▶ Exercise goal
Please summarize the bigint documentation in two sentences.

▶ Page text
↓↓↓
Floating point constants are truncated to integer. All parts and results of
expressions are also truncated.
Unlike L<integer>, this pragma creates integer constants that are only
limited in their size by the available memory and CPU time.
=head2 use integer vs. use bigint
There is one small difference between C<use integer> and C<use bigint>: the
former will not affect assignments to variables and the return value of
some functions. C<bigint> truncates these results to integer too:
# perl -Minteger -wle 'print 3.2'
3.2
# perl -Minteger -wle 'print 3.2 + 0'
3
# perl -Mbigint -wle 'print 3.2'
3
# perl -Mbigint -wle 'print 3.2 + 0'
3
# perl -Mbigint -wle 'print exp(1) + 0'
2
# perl -Mbigint -wle 'print exp(1)'
2
# perl -Minteger -wle 'print exp(1)'
2.71828182845905
# perl -Minteger -wle 'print exp(1) + 0'
2
In practice this makes seldom a difference as B<parts and results> of
expressions will be truncated anyway, but this can, for instance, affect the
return value of subroutines:
sub three_integer { use integer; return 3.2; }
sub three_bigint { use bigint; return 3.2; }
print three_integer(), " ", three_bigint(),"\n"; # prints "3.2 3"
=head2 Options
bigint recognizes some options that can be passed while loading it via use.
The options can (currently) be either a single letter form, or the long form.
The following options exist:
=over 2
=item a or accuracy
This sets the accuracy for all math operations. The argument must be greater
than or equal to zero. See Math::BigInt's bround() function for details.
perl -Mbigint=a,2 -le 'print 12345+1'
Note that setting precision and accuracy at the same time is not possible.
=item p or precision
This sets the precision for all math operations. The argument can be any
integer. Negative values mean a fixed number of digits after the dot, and
are <B>ignored</B> since all operations happen in integer space.
A positive value rounds to this digit left from the dot. 0 or 1 mean round to
integer and are ignore like negative values.
See Math::BigInt's bfround() function for details.
perl -Mbignum=p,5 -le 'print 123456789+123'
Note that setting precision and accuracy at the same time is not possible.
=item t or trace
This enables a trace mode and is primarily for debugging bigint or
Math::BigInt.
↑↑↑
▶ Extracted records
↓↓↓
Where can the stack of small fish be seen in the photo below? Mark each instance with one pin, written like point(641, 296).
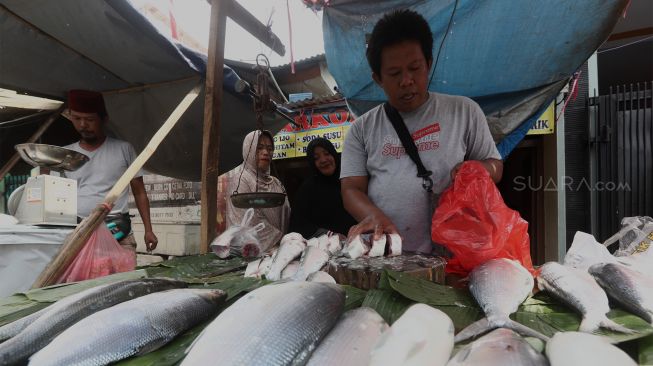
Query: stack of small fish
point(386, 245)
point(314, 254)
point(108, 323)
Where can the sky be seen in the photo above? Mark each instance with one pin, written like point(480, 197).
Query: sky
point(193, 17)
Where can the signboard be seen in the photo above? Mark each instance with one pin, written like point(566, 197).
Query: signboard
point(292, 141)
point(545, 124)
point(171, 200)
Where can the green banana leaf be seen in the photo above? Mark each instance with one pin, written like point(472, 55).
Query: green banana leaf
point(353, 297)
point(389, 304)
point(645, 346)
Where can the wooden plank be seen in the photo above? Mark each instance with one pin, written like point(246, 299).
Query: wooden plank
point(35, 136)
point(365, 272)
point(252, 25)
point(78, 238)
point(211, 132)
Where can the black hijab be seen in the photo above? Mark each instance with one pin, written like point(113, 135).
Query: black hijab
point(318, 207)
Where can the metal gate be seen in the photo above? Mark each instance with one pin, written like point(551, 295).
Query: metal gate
point(621, 157)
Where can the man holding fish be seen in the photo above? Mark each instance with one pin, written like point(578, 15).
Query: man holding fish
point(379, 186)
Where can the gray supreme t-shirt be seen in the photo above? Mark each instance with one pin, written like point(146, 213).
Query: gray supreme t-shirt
point(96, 178)
point(447, 130)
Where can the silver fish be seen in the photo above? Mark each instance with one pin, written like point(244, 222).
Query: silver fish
point(334, 244)
point(394, 245)
point(65, 313)
point(422, 335)
point(583, 349)
point(499, 287)
point(287, 252)
point(378, 247)
point(501, 347)
point(321, 276)
point(9, 330)
point(278, 324)
point(579, 290)
point(131, 328)
point(290, 270)
point(313, 259)
point(349, 343)
point(632, 289)
point(357, 246)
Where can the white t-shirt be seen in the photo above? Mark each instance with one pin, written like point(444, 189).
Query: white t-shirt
point(447, 130)
point(96, 178)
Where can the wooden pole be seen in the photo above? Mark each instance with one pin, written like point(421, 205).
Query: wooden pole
point(76, 240)
point(35, 136)
point(211, 135)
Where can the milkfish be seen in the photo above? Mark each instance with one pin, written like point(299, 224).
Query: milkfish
point(501, 347)
point(287, 252)
point(70, 310)
point(351, 340)
point(312, 260)
point(421, 336)
point(632, 289)
point(499, 287)
point(583, 349)
point(134, 327)
point(277, 324)
point(579, 290)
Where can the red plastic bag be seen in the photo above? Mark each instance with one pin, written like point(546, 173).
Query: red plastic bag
point(474, 223)
point(100, 256)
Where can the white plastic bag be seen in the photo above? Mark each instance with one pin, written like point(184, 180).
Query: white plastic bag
point(586, 251)
point(239, 240)
point(635, 236)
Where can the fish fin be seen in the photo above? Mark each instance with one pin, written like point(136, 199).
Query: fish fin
point(609, 324)
point(524, 330)
point(153, 346)
point(474, 329)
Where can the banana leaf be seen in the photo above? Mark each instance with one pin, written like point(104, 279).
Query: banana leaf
point(354, 297)
point(389, 304)
point(646, 350)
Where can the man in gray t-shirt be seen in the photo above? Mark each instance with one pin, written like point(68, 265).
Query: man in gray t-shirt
point(380, 186)
point(109, 159)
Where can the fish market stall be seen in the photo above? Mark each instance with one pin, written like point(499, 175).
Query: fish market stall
point(396, 293)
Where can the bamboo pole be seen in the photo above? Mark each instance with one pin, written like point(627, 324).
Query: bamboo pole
point(76, 240)
point(35, 136)
point(211, 133)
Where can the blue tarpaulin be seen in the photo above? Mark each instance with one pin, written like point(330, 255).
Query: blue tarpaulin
point(512, 57)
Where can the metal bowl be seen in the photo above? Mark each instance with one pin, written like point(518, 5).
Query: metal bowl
point(258, 199)
point(52, 157)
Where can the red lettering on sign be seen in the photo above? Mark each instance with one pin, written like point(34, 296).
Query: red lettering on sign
point(319, 121)
point(339, 117)
point(426, 131)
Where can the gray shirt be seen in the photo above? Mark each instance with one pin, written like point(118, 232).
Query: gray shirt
point(96, 178)
point(447, 130)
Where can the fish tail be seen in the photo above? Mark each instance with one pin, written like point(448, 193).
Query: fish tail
point(474, 329)
point(609, 324)
point(524, 330)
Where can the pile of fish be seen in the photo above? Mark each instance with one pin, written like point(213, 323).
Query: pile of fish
point(387, 245)
point(313, 255)
point(107, 323)
point(239, 240)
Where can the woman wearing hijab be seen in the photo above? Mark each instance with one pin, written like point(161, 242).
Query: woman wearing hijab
point(253, 175)
point(317, 207)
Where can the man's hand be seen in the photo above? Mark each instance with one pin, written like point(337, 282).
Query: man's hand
↑↑↑
▶ The reply
The bigint pragma truncates floating point constants and all parts and results of expressions to integer, creates integer constants limited in size only by available memory and CPU time, and, unlike use integer, also truncates assignments to variables and the return values of some functions. It accepts options in a single-letter or long form, among them accuracy and precision settings for all math operations (which cannot both be set at once) and a trace mode meant mainly for debugging bigint or Math::BigInt.